Each line from the one that has "Could you please spot the sky" through the final line of the listing is to be written out exactly, and no other line is.

+--

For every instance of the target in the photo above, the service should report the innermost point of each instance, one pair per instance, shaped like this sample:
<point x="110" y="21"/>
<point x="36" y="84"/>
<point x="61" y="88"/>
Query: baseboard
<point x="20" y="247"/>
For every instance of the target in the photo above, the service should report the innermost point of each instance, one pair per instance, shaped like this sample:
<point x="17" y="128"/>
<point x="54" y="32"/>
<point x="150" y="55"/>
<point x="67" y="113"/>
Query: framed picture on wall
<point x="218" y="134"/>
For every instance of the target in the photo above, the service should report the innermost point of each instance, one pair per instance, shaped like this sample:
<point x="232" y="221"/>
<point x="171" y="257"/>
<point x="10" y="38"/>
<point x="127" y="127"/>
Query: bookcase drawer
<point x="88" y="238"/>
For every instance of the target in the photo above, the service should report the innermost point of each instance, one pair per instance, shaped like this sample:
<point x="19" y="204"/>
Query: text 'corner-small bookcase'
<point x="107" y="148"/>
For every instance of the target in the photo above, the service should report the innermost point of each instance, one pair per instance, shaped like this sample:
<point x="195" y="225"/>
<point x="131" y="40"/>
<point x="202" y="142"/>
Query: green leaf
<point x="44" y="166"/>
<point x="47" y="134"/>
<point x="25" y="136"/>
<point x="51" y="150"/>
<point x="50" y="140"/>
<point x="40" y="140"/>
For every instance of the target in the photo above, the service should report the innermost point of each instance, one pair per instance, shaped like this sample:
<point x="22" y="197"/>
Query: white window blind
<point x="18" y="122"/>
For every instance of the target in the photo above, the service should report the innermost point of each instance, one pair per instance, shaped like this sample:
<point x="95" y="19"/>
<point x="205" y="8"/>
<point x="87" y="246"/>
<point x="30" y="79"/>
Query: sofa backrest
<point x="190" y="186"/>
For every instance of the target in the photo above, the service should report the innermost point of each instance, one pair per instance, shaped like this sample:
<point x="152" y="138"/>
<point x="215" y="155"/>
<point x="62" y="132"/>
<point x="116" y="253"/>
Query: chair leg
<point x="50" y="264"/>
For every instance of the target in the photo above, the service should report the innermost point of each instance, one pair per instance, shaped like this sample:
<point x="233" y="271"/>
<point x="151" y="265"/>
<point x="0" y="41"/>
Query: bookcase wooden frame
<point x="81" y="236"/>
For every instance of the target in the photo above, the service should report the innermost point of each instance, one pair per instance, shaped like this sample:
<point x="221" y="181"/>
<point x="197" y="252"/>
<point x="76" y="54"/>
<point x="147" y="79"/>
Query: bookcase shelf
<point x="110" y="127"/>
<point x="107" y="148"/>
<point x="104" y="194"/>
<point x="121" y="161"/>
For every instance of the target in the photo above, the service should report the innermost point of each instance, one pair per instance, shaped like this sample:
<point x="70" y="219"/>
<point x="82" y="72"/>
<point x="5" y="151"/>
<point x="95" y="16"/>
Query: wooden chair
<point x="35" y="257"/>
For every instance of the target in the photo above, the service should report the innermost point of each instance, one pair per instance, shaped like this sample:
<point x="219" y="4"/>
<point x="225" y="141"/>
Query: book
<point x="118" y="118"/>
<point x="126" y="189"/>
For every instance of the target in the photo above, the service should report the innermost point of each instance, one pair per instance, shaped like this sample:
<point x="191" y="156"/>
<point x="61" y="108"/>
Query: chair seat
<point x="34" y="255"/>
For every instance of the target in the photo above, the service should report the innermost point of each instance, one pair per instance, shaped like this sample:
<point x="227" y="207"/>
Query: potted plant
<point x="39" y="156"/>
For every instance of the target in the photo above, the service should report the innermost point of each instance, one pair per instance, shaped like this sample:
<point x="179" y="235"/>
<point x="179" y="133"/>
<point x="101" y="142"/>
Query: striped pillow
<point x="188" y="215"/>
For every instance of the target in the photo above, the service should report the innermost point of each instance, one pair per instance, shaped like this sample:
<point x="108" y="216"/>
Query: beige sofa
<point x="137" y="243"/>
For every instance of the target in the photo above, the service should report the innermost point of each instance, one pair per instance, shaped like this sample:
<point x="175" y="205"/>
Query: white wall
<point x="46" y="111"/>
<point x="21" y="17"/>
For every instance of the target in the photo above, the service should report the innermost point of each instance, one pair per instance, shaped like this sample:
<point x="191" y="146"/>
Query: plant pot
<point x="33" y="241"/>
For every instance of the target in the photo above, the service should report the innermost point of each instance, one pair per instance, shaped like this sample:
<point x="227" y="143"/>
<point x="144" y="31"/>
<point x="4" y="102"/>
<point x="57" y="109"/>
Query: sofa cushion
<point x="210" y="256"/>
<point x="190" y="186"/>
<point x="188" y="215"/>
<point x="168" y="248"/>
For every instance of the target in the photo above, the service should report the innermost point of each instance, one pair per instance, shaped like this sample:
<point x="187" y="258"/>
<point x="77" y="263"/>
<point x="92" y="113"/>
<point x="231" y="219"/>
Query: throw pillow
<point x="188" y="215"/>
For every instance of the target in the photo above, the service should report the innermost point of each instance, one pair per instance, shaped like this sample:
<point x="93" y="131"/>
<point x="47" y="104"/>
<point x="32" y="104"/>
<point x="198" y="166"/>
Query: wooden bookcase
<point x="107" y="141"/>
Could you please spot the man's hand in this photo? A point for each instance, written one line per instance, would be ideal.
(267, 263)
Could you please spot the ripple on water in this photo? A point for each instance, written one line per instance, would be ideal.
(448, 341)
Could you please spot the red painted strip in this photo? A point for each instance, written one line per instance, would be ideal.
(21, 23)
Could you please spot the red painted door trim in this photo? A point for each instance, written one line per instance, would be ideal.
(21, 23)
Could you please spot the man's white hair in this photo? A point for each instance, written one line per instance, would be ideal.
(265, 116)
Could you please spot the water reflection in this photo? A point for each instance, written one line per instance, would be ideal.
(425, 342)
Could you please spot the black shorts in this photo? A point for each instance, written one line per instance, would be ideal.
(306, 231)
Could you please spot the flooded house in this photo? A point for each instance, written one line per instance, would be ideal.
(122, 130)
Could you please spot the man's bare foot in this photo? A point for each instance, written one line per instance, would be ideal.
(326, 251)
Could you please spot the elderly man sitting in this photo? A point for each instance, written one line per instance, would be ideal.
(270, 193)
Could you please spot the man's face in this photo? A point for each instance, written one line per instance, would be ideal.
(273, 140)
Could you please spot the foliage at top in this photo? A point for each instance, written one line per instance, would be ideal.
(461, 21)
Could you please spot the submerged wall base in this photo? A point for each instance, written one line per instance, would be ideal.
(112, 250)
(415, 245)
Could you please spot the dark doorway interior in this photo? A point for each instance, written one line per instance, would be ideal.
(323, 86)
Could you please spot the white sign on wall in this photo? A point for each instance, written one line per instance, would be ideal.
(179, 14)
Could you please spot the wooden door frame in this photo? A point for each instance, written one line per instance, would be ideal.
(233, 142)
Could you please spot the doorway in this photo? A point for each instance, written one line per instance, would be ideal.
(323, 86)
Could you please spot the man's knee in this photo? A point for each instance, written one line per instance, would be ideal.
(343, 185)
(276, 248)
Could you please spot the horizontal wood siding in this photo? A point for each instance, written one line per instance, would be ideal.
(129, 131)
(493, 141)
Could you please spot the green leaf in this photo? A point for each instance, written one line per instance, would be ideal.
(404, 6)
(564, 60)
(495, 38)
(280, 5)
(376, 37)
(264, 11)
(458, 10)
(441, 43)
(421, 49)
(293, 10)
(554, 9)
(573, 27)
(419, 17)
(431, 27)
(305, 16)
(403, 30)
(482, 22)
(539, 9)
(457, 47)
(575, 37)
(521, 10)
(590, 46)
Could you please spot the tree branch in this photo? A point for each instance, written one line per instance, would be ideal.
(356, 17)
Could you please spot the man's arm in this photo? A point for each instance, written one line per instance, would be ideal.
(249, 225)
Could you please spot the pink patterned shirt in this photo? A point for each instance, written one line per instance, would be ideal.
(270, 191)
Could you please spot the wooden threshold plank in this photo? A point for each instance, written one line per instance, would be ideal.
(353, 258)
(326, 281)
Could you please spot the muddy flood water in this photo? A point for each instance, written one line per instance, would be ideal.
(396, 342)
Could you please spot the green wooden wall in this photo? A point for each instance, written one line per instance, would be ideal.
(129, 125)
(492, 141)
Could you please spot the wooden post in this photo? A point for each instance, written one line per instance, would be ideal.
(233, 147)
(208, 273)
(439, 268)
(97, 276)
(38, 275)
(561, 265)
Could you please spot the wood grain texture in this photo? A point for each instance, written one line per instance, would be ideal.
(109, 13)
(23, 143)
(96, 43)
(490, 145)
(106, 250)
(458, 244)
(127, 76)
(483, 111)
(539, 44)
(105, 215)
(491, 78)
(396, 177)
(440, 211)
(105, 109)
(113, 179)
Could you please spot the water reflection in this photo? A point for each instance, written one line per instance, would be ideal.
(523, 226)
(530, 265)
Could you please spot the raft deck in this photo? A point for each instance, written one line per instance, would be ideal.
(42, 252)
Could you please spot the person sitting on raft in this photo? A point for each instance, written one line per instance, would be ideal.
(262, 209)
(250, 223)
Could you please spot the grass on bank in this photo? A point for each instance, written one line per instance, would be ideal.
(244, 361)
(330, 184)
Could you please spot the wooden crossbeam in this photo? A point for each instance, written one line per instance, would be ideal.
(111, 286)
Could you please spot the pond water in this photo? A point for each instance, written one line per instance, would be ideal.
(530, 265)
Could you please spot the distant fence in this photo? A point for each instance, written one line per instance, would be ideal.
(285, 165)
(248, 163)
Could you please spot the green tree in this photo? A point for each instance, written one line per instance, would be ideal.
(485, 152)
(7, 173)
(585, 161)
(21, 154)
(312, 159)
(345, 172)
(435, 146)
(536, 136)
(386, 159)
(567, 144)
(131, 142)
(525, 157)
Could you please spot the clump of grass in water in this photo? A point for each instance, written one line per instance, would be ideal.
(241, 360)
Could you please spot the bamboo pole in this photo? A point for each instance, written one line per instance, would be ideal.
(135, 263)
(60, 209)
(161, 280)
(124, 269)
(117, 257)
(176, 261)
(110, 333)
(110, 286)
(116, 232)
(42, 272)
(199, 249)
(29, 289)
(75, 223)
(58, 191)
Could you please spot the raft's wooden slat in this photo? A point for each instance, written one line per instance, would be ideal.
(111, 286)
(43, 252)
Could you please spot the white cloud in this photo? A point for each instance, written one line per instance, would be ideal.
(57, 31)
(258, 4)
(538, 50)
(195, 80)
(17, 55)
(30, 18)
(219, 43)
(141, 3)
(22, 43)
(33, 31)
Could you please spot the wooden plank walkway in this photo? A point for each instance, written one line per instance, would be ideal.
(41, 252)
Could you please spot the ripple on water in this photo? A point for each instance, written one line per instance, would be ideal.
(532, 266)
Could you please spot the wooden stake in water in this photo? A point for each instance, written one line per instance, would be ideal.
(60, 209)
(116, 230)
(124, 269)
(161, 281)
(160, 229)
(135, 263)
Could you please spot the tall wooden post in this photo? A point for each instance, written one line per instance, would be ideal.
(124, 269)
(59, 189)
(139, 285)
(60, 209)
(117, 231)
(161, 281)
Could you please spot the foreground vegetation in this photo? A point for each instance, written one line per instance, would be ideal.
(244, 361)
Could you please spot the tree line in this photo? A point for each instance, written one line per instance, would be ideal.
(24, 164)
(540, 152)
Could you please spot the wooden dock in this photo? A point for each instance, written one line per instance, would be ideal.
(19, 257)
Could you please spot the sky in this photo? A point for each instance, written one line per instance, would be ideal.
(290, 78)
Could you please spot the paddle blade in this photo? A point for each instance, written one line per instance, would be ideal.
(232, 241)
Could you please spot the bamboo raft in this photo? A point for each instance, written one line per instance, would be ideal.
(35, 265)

+--

Response to this task ::
Could you please spot the sky in this photo? A point for each instance, written one line per instance, would be ideal.
(290, 78)
Could you please spot the paddle blade in this photo? A point for each instance, written one line per instance, would be ideal.
(232, 241)
Could you please spot the bamboo raft in this photo? A point for each instance, written one line per instance, would be ideal.
(35, 265)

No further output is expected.